→ Brano scelto
Un commento all’intervista alla ministra Catalfo
Nei giorni scorsi la ministra Catalfo ha rilasciato un’intervista relativa alle misure sul reddito d’emergenza: il prossimo decreto dovrebbe prevedere circa 3 miliardi per finanziarlo, per una platea che la Catalfo stima di circa 3 milioni. C’è ancora incertezza su come funzionerà.
Abbiamo fatto due rapidi conti, partendo dai dati Istat del 2018 sulla povertà assoluta – gli ultimi disponibili – e il rapporto dell’Osservatorio INPS sul Reddito di Cittadinanza del 7 Gennaio 2020. Nel 2018 in Italia c’erano 5 milioni di individui in povertà assoluta (1 milione e 800 mila circa i nuclei familiari); al 7 gennaio 2020, solo 2 milioni e mezzo di persone, corrispondenti ad 1 milione circa di nuclei familiari, percepivano il reddito o la pensione di cittadinanza, per un importo medio di 493 euro mensili erogati (importo mensile erogato a domanda, non a testa).
Uno scenario possibile
Immaginando che i poveri in un anno siano rimasti invariati, avremmo quindi circa 780000 nuclei familiari poveri e senza reddito di cittadinanza, corrispondenti a 2 milioni circa di persone. Se il progetto della ministra fosse semplicemente quello di “estendere” il reddito di cittadinanza così com’è attualmente, andando a coprire anche questi individui, con i tre miliardi promessi ogni famiglia potrebbe percepire 500 euro al mese per 7 mesi e 20 giorni circa, fino quindi a Natale.

→ Problema assegnato a
Ricopia dall'elenco le righe che vanno da quella contenente "A teaching note to the class: indicate the white" fino alla fine dell'elenco, entrambi gli estremi inclusi. Lascia fuori le immagini.
L'elenco non ha alcun rapporto con il brano.

→ Materiale da elaborare
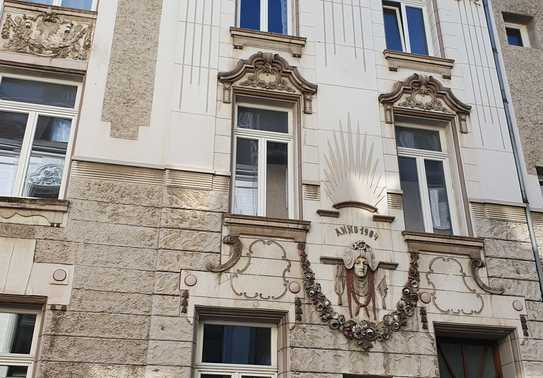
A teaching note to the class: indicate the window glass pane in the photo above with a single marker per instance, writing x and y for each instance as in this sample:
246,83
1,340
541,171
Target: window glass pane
16,332
12,371
514,37
262,119
249,14
231,344
437,191
421,139
277,180
246,185
46,165
412,205
277,16
37,92
79,4
417,32
12,131
392,29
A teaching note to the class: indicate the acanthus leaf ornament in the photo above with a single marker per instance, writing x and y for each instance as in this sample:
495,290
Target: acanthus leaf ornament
47,34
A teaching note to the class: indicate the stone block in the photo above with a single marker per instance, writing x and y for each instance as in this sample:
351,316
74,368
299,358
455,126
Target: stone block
94,211
174,261
100,255
507,268
196,199
103,325
189,240
114,192
191,219
110,302
113,279
86,349
171,353
167,283
171,328
112,234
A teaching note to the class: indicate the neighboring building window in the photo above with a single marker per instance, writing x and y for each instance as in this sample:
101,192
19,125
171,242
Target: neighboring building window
264,15
79,4
428,201
236,350
263,168
517,34
18,341
405,27
36,127
468,358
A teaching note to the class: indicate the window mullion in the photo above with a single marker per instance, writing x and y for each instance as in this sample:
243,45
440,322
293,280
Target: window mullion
26,150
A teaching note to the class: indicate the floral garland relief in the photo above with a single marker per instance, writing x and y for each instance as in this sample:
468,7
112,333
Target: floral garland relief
364,332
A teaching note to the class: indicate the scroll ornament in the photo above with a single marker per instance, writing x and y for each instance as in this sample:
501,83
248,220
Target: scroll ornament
364,332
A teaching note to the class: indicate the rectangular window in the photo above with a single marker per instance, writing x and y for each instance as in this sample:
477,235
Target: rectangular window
263,169
264,15
405,28
517,34
18,341
78,4
425,180
236,350
36,127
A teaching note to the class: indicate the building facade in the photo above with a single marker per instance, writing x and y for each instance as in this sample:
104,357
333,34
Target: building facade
269,188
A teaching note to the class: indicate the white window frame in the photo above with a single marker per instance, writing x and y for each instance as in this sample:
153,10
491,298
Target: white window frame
236,371
33,111
13,359
264,16
263,137
523,33
58,3
404,28
420,156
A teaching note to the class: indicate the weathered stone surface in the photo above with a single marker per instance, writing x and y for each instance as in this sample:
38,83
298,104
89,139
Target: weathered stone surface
506,268
48,369
171,328
196,199
528,289
101,325
114,192
166,305
93,211
174,261
508,249
99,255
112,234
191,219
113,279
86,349
190,240
173,353
110,302
56,252
167,283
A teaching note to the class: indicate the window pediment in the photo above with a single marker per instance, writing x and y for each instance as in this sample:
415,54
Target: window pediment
270,75
425,96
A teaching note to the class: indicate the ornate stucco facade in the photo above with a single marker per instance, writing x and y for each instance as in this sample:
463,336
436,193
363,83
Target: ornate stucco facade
144,245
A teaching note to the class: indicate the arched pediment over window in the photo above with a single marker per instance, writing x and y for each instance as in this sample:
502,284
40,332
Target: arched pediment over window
425,97
269,75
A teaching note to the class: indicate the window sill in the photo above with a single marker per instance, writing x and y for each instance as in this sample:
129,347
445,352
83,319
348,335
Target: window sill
267,227
33,211
254,38
397,60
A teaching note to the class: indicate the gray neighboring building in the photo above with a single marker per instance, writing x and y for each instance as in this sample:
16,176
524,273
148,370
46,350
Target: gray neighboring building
269,188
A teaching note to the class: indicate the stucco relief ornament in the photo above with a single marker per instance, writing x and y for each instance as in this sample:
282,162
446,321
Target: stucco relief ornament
364,332
47,34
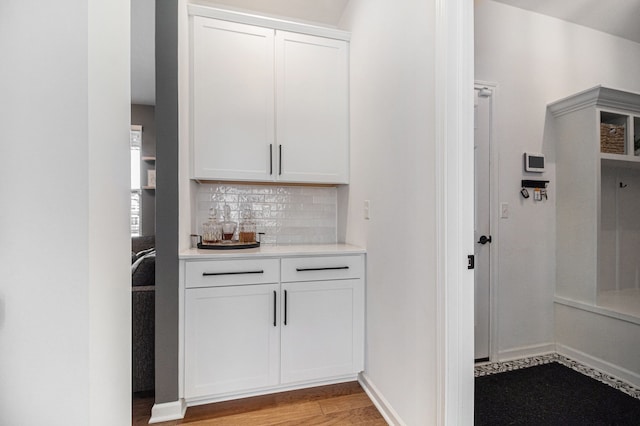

→ Problema assegnato b
Elenca tutte le cifre del brano sul reddito d'emergenza che indicano un numero di nuclei familiari.

→ Risposta svolta a
A teaching note to the class: indicate the white window frame in the photo above with a single marker per instance, writing x and y for each instance as in this sample:
153,10
491,298
Target: white window frame
236,371
33,111
13,359
264,16
263,137
523,33
58,3
404,28
420,156
A teaching note to the class: indicate the weathered stone surface in the photo above with a single marker per instance, writing x and y for each instance as in this sample:
38,83
298,104
89,139
Target: weathered stone surface
506,268
48,369
171,328
196,199
528,289
101,325
114,192
166,305
93,211
174,261
508,249
99,255
112,234
191,219
113,279
86,349
190,240
173,353
110,302
56,252
167,283
A teaching note to the class: indicate the window pediment in the photo above with a single marker per instance, writing x and y for each instance as in this sample:
415,54
Target: window pediment
270,75
425,96
A teaching note to the class: indicate the ornate stucco facade in the photo above with a single marker per instance, writing x and y for each instance as in this sample:
463,336
436,193
363,83
Target: ornate stucco facade
144,245
A teaching note to the class: indicate the arched pediment over window in the photo above with a single marker per instance, writing x and y for each instance as in this sample:
502,284
40,332
Target: arched pediment over window
425,97
269,75
A teaching note to the class: indicate the window sill in the photo above with a single marker per instance, writing x and y for each instance as in this sample:
129,347
445,352
83,319
348,335
Target: window sill
267,227
33,211
254,38
397,60
A teaching note to the class: indicate the gray neighboring building in the photo above with a single marker per instance, writing x and y for each instance as in this sample:
16,176
524,273
148,370
46,350
Target: gray neighboring building
269,188
A teaching note to the class: indicate the stucco relief ornament in the photo above with a single marker per instance, writing x and y for each instance as in this sample:
282,162
446,321
Target: stucco relief ornament
364,332
47,34

→ Risposta svolta b
- 1 milione e 800 mila circa: i nuclei familiari in povertà assoluta nel 2018
- 1 milione circa: i nuclei familiari che al 7 gennaio 2020 percepivano il reddito o la pensione di cittadinanza
- 780000 circa: i nuclei familiari poveri e senza reddito di cittadinanza